◆ **STORED ROWS**:
>> BEGIN
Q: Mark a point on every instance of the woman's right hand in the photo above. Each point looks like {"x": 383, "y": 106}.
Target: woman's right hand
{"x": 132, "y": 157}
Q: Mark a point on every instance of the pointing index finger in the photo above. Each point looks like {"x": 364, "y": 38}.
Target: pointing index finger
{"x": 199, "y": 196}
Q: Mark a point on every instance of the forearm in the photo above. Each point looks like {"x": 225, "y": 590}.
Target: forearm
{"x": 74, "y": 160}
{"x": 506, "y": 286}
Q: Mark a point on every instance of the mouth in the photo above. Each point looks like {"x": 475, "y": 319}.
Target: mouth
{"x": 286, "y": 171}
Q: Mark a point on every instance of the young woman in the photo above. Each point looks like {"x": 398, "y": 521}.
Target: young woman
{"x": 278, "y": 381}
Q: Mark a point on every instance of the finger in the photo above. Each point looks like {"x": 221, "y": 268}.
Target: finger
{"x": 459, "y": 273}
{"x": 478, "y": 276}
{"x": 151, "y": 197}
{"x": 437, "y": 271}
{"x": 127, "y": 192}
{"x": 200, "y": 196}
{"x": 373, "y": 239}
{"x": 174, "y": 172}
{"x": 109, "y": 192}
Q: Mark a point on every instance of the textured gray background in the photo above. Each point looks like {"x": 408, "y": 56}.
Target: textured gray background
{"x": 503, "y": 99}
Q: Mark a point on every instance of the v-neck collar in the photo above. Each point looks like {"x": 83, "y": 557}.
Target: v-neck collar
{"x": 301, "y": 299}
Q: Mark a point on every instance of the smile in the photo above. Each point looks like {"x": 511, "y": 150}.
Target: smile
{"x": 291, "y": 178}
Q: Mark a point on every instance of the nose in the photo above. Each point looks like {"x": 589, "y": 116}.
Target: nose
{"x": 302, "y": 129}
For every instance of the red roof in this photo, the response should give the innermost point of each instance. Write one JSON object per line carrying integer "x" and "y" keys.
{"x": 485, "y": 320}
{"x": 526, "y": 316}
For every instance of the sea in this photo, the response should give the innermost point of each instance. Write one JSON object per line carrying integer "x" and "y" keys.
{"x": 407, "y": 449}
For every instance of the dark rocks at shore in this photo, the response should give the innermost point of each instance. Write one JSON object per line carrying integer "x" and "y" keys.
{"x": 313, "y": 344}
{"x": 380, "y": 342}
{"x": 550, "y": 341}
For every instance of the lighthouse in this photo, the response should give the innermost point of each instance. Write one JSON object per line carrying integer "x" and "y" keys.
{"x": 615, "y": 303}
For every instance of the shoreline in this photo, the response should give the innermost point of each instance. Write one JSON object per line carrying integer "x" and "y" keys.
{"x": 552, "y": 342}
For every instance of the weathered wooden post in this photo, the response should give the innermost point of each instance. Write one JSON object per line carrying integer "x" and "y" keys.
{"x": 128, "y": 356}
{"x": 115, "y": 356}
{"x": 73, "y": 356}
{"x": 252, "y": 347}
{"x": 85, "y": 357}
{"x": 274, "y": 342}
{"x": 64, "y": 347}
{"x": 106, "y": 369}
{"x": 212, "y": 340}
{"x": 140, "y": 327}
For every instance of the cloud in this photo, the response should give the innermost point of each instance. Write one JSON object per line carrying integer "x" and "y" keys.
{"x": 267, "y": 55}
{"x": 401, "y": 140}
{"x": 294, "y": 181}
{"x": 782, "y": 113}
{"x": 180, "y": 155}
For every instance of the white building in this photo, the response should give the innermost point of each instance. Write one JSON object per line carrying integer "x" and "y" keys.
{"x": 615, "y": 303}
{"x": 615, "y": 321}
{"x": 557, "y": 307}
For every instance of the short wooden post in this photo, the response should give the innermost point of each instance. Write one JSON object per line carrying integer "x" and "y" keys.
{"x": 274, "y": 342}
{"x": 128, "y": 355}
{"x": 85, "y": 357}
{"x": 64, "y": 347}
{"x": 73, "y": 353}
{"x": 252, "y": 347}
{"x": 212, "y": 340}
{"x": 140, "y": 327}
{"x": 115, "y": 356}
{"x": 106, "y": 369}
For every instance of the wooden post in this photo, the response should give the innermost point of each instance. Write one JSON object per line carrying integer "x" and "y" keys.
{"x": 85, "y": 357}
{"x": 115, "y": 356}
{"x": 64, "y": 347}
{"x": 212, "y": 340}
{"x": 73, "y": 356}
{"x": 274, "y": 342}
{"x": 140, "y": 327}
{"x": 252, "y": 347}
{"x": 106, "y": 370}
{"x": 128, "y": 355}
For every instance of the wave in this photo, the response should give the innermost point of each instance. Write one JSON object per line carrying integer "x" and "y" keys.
>> END
◆ **TASK DETAILS**: Update the records above by changing "innermost" to "most central" wherever it appears, and leave everything else as it is.

◆ **THE OUTPUT**:
Q: Mark a point on every instance of the woman's right hand in the photo above. Each point looks like {"x": 383, "y": 106}.
Target: woman's right hand
{"x": 132, "y": 157}
Q: Mark a point on every instance of the pointing index finger in the photo above. Each point looks like {"x": 364, "y": 38}.
Target: pointing index finger
{"x": 199, "y": 196}
Q: Mark a point on every instance of the forearm in the photo above. Each point looks like {"x": 225, "y": 590}.
Target: forearm
{"x": 74, "y": 160}
{"x": 506, "y": 286}
Q: Mark a point on every instance of the mouth in the photo above. Each point looks like {"x": 475, "y": 319}.
Target: mouth
{"x": 286, "y": 171}
Q: Mark a point on every instance of the young woman in the photo above. Each point looks like {"x": 398, "y": 521}.
Target: young woman
{"x": 278, "y": 381}
Q: Mark a point on every instance of the finger in the photo above. Each point looks like {"x": 221, "y": 268}.
Target: finger
{"x": 459, "y": 273}
{"x": 478, "y": 276}
{"x": 151, "y": 197}
{"x": 437, "y": 271}
{"x": 127, "y": 192}
{"x": 200, "y": 196}
{"x": 373, "y": 239}
{"x": 174, "y": 172}
{"x": 109, "y": 192}
Q: Mark a point on every instance of the textured gray background in the photo above. Each point looks like {"x": 408, "y": 56}.
Target: textured gray background
{"x": 503, "y": 99}
Q: Mark a point on every instance of the v-neck collar in the photo above. Each point looks like {"x": 83, "y": 557}.
Target: v-neck collar
{"x": 301, "y": 299}
Q: Mark a point on every instance of the smile in the photo above. Each point looks like {"x": 511, "y": 150}.
Target: smile
{"x": 291, "y": 178}
Q: Mark a point on every instance of the nose in the photo above. Each point looks like {"x": 589, "y": 116}.
Target: nose
{"x": 302, "y": 129}
For every instance of the red roof in this photo, the response should give the most central point of each instance. Write one JSON object per line carrying integer "x" and "y" keys.
{"x": 485, "y": 320}
{"x": 526, "y": 316}
For every instance of the sea in this photo, the response should give the most central point of each instance. Write one JSON object per line carrying integer "x" and "y" keys.
{"x": 407, "y": 449}
For every instance of the dark rocks at shore in this photo, the response should give the most central point of each instance. Write one JSON object per line carrying integer "x" and "y" keys.
{"x": 313, "y": 344}
{"x": 380, "y": 342}
{"x": 550, "y": 341}
For every instance of the lighthouse in this photo, the response should give the most central point of each instance. Write one JSON object per line carrying integer "x" and "y" keys.
{"x": 615, "y": 303}
For every instance of the shoreline in this photo, the response should give the most central point of each instance. Write one JSON object per line carrying integer "x" and "y" keys.
{"x": 552, "y": 342}
For every instance of the weathered wooden post in this photo, the response should give the most central point of each instance. Write one JSON object per line carrying integer "x" and "y" keys.
{"x": 128, "y": 356}
{"x": 115, "y": 356}
{"x": 73, "y": 356}
{"x": 252, "y": 347}
{"x": 85, "y": 357}
{"x": 274, "y": 342}
{"x": 64, "y": 347}
{"x": 106, "y": 369}
{"x": 212, "y": 340}
{"x": 140, "y": 327}
For every instance of the cloud in this photo, the response should give the most central point of each instance. Write one JSON object per line carrying integer "x" and "y" keys.
{"x": 267, "y": 55}
{"x": 401, "y": 140}
{"x": 294, "y": 181}
{"x": 782, "y": 113}
{"x": 180, "y": 155}
For every instance of the white building in this photo, the response should give the most central point of each instance. Write one JSON object per line carrying integer "x" and "y" keys.
{"x": 615, "y": 303}
{"x": 615, "y": 321}
{"x": 557, "y": 307}
For every instance of the short wooden post in this photo, the response should give the most central point of each instance. Write one JSON object per line carrying integer "x" and "y" keys.
{"x": 274, "y": 342}
{"x": 128, "y": 355}
{"x": 85, "y": 357}
{"x": 64, "y": 347}
{"x": 73, "y": 353}
{"x": 252, "y": 347}
{"x": 212, "y": 340}
{"x": 140, "y": 327}
{"x": 115, "y": 356}
{"x": 106, "y": 369}
For every instance of the wooden post in this photo, the response should give the most central point of each instance. Write one JSON object per line carrying integer "x" and "y" keys.
{"x": 85, "y": 357}
{"x": 115, "y": 356}
{"x": 64, "y": 347}
{"x": 212, "y": 340}
{"x": 73, "y": 356}
{"x": 274, "y": 342}
{"x": 140, "y": 327}
{"x": 252, "y": 347}
{"x": 106, "y": 370}
{"x": 128, "y": 355}
For every instance of the wave in this photo, the response should give the most central point of each instance. Write one JSON object per line carrying integer "x" and "y" keys.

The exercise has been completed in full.